[REQUIRED TASK] Decide whether each statement below agrees with the Ghostbusters passage, answering yes or no and quoting the deciding words: 1. The Ecto-1 is a 1959 Cadillac Miller-Meteor ambulance. 2. The Ghostbusters blew up the bottom few floors of a high rise building. 3. Egon says he is calm enough to think rationally.

[EXCERPTED PASSAGE]
- - -

Venkman: Okay, Ray's gone bye-bye. Egon, what've you got left?
Egon: Sorry, Venkman, but I'm terrified beyond the capacity for rational thought.

    • He manages Casual Danger Laughter in 2. Ray and Peter laugh nervously while waiting for the Scolari Brothers to strike, and Egon chimes in with a monotone "Ha. Ha ha."
  • Complete Immortality: Almost all ghosts that are not at least a Class 7 are this, which is why they get trapped and sent into the containment unit.
  • Cool Car: The Ecto-1, a 1959 Cadillac Miller-Meteor ambulance, refurbished and tricked out with Science!
  • Destructive Saviour: The Ghostbusters are very effective at capturing ghosts, but in the process, they tend to cause thousands (or even millions) of dollars of damage. They did blow up the top few floors of a high rise building.
  • Did You Just Flip Off Cthulhu?: Why yes, yes they do...right before arming the proton packs.

- - -

[RECORDED INFORMATION]

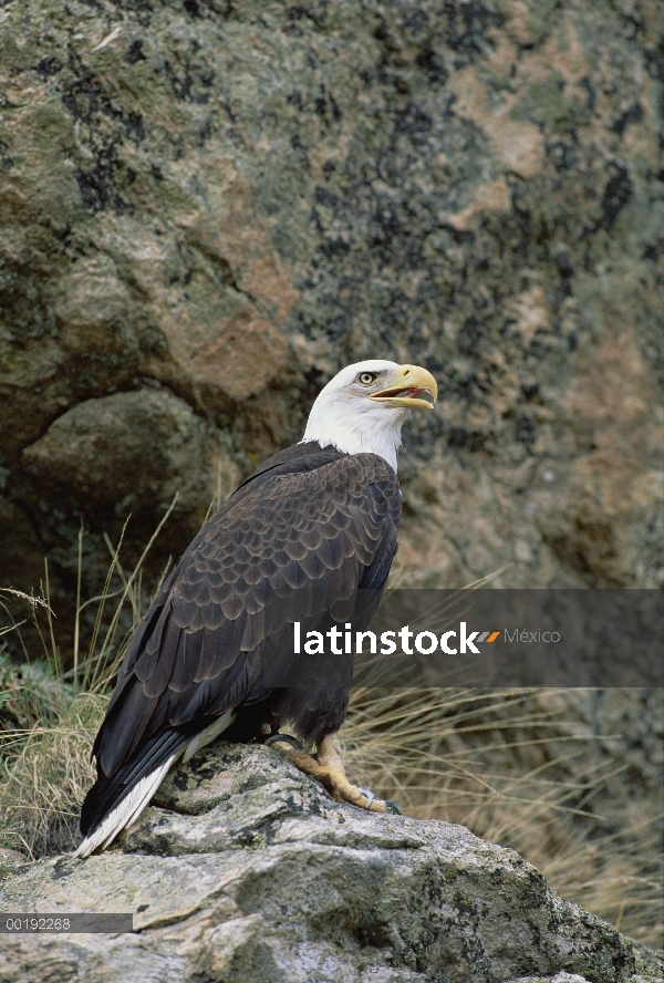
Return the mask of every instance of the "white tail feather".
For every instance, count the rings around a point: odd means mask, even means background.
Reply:
[[[205,731],[201,731],[200,734],[193,737],[184,748],[180,748],[175,754],[170,755],[168,760],[164,762],[163,765],[159,765],[158,768],[155,768],[154,772],[151,772],[142,778],[141,782],[136,783],[129,794],[121,799],[112,813],[108,813],[104,821],[97,826],[94,832],[86,836],[83,842],[79,845],[76,850],[72,853],[72,859],[84,859],[85,857],[90,857],[94,850],[100,848],[102,850],[105,849],[105,847],[115,839],[118,832],[125,829],[125,827],[131,826],[132,822],[138,818],[173,765],[179,760],[180,757],[184,762],[188,762],[200,747],[209,744],[210,741],[218,737],[222,731],[226,731],[226,728],[232,723],[232,711],[227,710],[226,713],[222,713],[212,724],[206,727]]]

- - -

[ANSWER FOR THE TASK]
1. Yes: "The Ecto-1, a 1959 Cadillac Miller-Meteor ambulance"
2. No: "They did blow up the top few floors of a high rise building."
3. No: "I'm terrified beyond the capacity for rational thought."